Mock papers are rare and there is no mark scheme where everything is explained. Your teaching is either in a group of over 200 or in a small group of 10 – there is no real in-between.
You also have the choice as to whether you attend teaching now- once you’ve started university, your time is your own and no-one really chases you up if you haven’t attended, so motivation is key.
Then again, lectures aren’t the be-all and end-all – you’ll spend large amounts of time wandering around the wards looking for patients, waiting for teaching, swotting up on a textbook before a class.
There will be anatomy sessions where you marvel at how many people donate their bodies to science and how intricate the human body is, only to go into surgery and realise orthopaedics is like carpentry and medicine is actually way more complicated and nuanced than any book could ever explain.
There will be ward rounds where you trail like little ducklings after a registrar, see four patients who have all had a stroke, and then marvel at how just one clot can cause such massive changes.
You’ll write up notes about the patients you’ve seen and you’ll see them again on the ward the next day, and in clinic for their follow up, and maybe even in your GP sessions.

- _Tasks for this exercise_
[1] Render this sentence from the passage about medical training into French: "Mock papers are rare and there is no mark scheme where everything is explained."
[2] From the passage about medical training, quote without alteration the part that begins with the words containing "You also have" and ends with "could ever explain.".
[3] Extend the passage about medical training with a few further sentences that carry on from its final sentence in the same voice.
The data after this point are not needed to complete any of the tasks.

- _Recorded data_
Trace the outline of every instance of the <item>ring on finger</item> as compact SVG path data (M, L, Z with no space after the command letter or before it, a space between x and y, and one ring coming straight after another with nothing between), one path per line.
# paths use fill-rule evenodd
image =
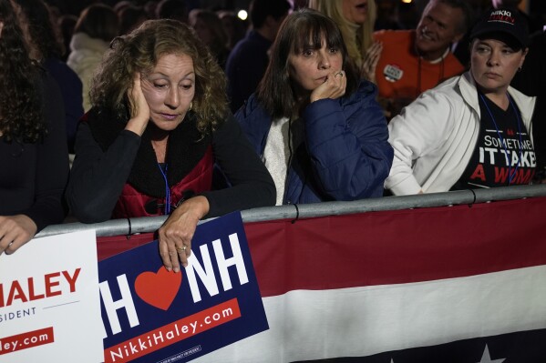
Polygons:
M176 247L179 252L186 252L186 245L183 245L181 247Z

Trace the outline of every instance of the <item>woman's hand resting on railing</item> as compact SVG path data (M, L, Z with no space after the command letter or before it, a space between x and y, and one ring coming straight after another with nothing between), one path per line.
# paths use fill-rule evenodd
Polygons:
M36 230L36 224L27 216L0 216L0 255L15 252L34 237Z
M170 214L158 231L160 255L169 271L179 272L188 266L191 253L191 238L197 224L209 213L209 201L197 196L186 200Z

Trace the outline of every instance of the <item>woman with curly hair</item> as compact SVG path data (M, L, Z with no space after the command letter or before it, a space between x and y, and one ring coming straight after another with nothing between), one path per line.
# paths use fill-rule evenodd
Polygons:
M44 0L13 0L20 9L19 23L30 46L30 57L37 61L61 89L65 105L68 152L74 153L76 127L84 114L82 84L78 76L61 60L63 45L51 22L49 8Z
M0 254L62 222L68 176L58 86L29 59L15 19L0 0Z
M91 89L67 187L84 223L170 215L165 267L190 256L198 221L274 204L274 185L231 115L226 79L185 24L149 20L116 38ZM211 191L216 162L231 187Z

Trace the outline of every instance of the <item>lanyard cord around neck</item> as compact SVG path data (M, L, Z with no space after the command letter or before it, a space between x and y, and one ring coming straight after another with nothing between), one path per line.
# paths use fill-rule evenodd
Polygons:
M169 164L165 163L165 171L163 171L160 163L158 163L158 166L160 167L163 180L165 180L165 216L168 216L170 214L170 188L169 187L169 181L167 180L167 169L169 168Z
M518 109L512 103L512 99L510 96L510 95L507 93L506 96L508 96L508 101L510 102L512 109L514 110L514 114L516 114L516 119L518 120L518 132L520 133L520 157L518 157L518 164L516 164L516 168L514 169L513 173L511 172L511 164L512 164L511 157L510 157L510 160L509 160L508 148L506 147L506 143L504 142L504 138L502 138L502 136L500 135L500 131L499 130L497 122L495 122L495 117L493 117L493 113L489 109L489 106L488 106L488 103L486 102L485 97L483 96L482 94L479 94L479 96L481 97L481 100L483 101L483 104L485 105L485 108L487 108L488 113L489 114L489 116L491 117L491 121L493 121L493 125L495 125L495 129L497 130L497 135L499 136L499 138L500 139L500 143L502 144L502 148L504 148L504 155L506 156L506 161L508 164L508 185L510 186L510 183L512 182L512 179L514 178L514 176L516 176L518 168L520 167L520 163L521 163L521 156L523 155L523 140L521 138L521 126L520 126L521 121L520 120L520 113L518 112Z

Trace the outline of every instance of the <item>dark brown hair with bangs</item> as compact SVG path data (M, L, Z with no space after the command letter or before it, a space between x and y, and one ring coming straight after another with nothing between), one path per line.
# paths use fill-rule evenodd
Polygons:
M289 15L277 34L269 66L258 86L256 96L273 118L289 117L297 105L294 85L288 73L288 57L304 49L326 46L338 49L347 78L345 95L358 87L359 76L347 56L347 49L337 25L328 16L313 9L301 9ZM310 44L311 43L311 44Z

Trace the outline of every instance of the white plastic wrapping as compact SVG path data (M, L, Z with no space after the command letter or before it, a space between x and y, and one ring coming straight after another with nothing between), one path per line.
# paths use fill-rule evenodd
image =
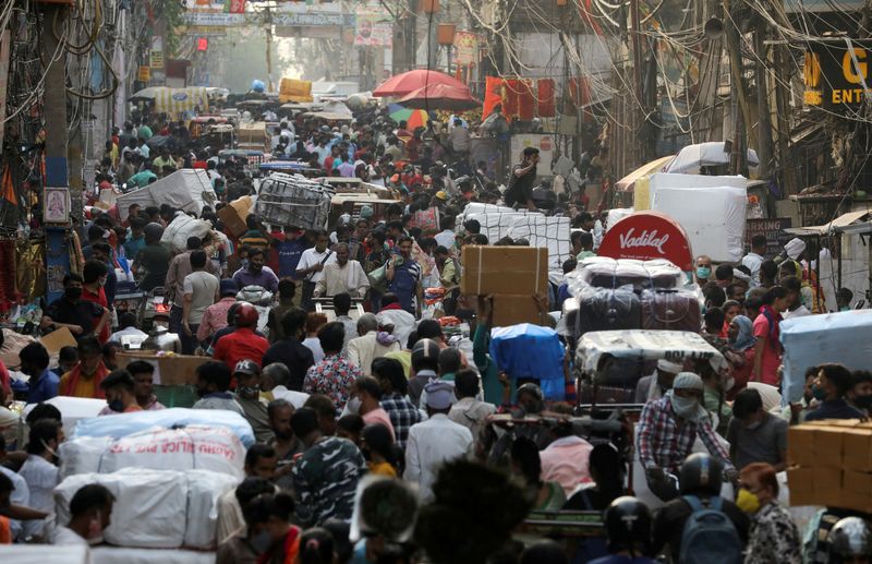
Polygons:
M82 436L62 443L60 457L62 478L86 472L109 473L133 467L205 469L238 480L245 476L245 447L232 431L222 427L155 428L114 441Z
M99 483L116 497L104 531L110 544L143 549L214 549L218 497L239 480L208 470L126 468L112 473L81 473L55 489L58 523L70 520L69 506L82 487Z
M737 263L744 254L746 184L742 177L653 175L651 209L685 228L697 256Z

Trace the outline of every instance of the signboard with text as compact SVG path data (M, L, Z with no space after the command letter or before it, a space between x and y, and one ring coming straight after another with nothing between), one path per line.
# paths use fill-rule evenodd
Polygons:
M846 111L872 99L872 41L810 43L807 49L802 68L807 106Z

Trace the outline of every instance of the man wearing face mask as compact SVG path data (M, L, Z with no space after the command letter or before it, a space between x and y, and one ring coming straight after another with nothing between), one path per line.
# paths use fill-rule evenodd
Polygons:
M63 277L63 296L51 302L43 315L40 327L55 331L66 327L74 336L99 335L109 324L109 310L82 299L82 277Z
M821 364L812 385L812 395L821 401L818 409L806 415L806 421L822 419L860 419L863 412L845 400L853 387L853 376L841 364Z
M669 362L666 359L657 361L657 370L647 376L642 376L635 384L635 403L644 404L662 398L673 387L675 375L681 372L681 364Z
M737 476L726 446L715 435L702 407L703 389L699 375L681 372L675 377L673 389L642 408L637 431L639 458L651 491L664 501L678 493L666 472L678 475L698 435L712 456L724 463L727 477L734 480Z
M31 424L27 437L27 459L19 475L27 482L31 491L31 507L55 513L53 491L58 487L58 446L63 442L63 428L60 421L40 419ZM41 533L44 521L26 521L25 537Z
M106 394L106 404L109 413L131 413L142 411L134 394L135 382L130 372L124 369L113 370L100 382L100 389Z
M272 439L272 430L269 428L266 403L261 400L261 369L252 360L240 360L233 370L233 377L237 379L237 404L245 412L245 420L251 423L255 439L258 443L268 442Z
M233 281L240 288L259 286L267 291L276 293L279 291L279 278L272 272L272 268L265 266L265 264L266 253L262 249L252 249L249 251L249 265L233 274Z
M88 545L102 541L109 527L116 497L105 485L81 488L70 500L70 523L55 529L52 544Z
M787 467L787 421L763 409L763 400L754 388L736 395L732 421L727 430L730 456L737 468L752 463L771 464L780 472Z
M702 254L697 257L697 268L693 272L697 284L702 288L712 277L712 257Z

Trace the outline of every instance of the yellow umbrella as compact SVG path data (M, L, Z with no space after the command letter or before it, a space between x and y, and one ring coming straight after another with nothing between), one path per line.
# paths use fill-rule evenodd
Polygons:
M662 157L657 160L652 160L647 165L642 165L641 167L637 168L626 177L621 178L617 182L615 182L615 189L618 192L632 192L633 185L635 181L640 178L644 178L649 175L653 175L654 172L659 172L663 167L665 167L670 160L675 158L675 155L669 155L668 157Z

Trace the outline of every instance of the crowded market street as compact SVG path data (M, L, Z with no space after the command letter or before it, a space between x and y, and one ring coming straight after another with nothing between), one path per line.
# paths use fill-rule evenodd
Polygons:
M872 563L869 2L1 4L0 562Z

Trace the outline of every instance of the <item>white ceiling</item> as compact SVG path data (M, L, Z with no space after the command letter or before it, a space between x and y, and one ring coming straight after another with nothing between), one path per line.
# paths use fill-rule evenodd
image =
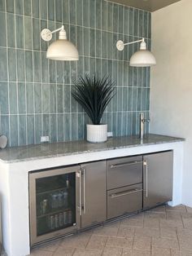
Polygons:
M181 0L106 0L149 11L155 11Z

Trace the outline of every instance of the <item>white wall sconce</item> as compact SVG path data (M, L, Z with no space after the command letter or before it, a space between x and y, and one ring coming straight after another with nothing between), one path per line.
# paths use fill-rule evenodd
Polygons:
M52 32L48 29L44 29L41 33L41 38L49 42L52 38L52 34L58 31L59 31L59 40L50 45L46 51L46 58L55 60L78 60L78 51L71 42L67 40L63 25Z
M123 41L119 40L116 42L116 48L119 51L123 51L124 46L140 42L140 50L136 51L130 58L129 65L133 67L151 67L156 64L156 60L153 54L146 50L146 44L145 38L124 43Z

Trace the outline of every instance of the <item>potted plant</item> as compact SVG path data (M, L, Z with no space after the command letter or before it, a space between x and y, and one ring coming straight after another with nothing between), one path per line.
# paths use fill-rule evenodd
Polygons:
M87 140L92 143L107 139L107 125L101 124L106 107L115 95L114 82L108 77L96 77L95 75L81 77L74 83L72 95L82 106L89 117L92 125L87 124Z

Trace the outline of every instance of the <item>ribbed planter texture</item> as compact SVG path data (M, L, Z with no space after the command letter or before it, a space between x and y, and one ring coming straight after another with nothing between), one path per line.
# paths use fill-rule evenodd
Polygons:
--
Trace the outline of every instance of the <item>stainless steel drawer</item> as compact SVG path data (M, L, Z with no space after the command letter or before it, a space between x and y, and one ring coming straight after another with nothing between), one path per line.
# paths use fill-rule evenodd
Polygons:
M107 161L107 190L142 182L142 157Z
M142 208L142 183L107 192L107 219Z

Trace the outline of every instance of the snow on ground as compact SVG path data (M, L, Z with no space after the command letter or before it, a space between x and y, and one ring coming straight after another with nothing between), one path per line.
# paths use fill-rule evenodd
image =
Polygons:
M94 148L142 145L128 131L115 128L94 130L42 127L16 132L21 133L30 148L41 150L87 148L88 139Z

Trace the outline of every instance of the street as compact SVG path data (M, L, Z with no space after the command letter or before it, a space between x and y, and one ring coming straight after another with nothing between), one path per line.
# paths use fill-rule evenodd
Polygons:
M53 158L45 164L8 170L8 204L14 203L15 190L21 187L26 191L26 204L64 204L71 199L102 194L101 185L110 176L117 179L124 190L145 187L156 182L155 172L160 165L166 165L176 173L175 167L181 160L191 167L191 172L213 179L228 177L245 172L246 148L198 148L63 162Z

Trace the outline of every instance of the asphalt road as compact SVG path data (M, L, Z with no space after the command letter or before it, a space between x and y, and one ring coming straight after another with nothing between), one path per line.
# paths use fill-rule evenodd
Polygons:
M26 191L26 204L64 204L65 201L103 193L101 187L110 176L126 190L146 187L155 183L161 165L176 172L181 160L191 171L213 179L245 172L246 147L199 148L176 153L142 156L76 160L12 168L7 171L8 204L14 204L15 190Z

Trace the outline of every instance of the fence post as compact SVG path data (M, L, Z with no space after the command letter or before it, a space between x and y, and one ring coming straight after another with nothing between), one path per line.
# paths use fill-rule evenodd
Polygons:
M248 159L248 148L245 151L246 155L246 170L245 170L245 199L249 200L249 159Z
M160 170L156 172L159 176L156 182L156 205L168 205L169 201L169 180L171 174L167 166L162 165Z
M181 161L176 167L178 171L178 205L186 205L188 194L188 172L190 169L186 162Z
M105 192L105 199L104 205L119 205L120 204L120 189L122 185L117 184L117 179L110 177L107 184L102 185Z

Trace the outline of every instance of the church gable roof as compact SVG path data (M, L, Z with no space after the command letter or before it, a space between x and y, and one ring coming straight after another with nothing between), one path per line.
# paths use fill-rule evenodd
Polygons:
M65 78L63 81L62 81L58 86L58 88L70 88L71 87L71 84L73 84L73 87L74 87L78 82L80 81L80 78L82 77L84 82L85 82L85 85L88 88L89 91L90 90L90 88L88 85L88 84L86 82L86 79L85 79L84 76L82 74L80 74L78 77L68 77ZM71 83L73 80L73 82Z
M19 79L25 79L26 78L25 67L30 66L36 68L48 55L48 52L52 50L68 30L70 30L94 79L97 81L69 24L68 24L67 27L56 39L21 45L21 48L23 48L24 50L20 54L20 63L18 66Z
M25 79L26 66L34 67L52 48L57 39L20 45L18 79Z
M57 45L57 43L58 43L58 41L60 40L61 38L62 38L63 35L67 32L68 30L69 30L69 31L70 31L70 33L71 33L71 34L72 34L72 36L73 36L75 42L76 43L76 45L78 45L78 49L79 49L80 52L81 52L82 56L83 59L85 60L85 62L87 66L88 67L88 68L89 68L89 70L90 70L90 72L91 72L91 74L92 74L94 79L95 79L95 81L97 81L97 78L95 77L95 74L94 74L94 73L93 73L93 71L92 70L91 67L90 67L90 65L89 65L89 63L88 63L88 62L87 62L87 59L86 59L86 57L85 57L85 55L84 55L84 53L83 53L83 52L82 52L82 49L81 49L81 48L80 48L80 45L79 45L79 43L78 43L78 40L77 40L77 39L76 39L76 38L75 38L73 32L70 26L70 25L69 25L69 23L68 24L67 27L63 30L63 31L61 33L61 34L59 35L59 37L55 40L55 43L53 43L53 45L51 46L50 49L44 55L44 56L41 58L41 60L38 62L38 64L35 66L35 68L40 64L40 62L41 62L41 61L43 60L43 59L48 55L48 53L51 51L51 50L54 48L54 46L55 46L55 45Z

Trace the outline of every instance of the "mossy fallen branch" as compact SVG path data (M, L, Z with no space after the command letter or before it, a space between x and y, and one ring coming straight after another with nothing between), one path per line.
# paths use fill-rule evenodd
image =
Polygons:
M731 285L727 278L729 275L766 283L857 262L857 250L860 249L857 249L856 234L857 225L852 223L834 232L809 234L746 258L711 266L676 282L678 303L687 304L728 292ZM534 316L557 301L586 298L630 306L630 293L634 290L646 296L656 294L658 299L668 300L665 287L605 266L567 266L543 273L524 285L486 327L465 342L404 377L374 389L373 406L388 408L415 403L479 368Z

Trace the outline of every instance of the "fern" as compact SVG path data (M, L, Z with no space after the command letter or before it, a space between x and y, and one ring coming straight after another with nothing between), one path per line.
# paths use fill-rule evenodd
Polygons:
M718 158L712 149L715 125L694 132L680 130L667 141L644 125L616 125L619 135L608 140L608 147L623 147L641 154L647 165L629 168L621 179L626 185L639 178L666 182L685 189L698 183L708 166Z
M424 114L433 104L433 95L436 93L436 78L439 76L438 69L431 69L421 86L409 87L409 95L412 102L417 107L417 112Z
---
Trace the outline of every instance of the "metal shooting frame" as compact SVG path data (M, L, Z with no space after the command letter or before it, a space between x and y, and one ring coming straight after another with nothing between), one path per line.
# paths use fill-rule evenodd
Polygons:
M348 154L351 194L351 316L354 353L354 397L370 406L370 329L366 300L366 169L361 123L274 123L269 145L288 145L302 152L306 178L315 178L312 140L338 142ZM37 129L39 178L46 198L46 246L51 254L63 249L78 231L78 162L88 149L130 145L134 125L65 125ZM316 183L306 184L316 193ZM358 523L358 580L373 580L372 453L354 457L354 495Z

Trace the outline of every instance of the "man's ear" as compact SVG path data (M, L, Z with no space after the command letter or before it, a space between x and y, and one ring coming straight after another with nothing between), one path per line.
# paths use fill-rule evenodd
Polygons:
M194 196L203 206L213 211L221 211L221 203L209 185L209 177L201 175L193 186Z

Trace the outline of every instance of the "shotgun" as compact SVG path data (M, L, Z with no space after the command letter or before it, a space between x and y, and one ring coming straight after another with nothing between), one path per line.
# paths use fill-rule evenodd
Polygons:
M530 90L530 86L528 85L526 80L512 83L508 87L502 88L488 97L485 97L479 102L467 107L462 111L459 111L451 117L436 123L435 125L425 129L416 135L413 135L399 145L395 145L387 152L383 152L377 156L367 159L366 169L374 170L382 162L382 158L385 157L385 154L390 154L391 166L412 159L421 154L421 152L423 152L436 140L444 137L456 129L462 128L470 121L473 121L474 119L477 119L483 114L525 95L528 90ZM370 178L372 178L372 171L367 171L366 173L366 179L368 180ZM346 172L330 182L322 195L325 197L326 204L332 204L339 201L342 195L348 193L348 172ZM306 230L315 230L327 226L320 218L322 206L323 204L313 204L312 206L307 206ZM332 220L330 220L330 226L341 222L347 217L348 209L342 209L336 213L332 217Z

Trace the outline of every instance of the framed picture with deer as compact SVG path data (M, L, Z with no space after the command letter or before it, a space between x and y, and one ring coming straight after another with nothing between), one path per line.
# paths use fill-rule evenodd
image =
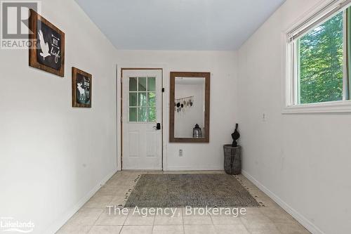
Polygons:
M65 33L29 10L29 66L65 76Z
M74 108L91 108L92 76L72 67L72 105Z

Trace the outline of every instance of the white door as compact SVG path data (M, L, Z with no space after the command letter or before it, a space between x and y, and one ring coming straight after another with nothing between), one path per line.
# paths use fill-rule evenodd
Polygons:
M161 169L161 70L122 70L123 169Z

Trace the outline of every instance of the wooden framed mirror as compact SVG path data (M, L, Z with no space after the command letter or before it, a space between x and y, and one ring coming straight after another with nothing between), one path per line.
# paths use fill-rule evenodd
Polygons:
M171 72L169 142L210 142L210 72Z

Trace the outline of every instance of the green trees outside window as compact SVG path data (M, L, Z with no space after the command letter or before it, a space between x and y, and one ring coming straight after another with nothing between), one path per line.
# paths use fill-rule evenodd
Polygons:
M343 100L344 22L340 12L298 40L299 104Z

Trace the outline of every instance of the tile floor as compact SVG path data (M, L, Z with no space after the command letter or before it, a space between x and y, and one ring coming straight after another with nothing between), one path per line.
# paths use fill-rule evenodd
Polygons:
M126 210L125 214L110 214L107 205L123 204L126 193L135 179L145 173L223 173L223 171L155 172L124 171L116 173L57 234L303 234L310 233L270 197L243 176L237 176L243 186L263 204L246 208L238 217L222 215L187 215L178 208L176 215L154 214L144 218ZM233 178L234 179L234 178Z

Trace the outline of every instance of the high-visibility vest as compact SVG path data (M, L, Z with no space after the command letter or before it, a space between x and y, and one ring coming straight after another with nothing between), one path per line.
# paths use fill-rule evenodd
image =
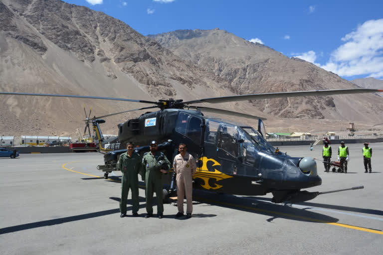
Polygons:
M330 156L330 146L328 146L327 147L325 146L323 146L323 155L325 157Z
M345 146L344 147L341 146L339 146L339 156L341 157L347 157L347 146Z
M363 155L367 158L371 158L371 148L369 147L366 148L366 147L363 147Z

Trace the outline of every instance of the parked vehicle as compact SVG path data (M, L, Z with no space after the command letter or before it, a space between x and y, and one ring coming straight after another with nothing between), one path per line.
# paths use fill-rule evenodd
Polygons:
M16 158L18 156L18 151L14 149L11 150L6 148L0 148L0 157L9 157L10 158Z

- _Replies_
[1] Les examens blancs sont rares et il n'existe aucun barème de notation où tout est expliqué.

[2]
You also have the choice as to whether you attend teaching now- once you’ve started university, your time is your own and no-one really chases you up if you haven’t attended, so motivation is key.
Then again, lectures aren’t the be-all and end-all – you’ll spend large amounts of time wandering around the wards looking for patients, waiting for teaching, swotting up on a textbook before a class.
There will be anatomy sessions where you marvel at how many people donate their bodies to science and how intricate the human body is, only to go into surgery and realise orthopaedics is like carpentry and medicine is actually way more complicated and nuanced than any book could ever explain.

[3]
You may be lucky enough to have GP teaching around a cup of tea and a biscuit. In your clinical years, a lot of your best teaching will be informal things from the years above you.
You will have to take responsibility for yourself – you can’t rely on reading the textbook to cover everything, because you’ll never remember it all.
You’ll sit in exams and suddenly you’ll remember a certain condition and what drugs you need because of dear old Mrs Brown who shared her fruit pastilles with you.
You’ll remember what to do in emergencies because you’ve seen the cool, calm and collected consultant stand over a dying patient without breaking a sweat. You’ll have the time of your life and never again will you say ‘but when will I ever need this?’ (Except for the Krebs cycle. Even that is limited in its uses.)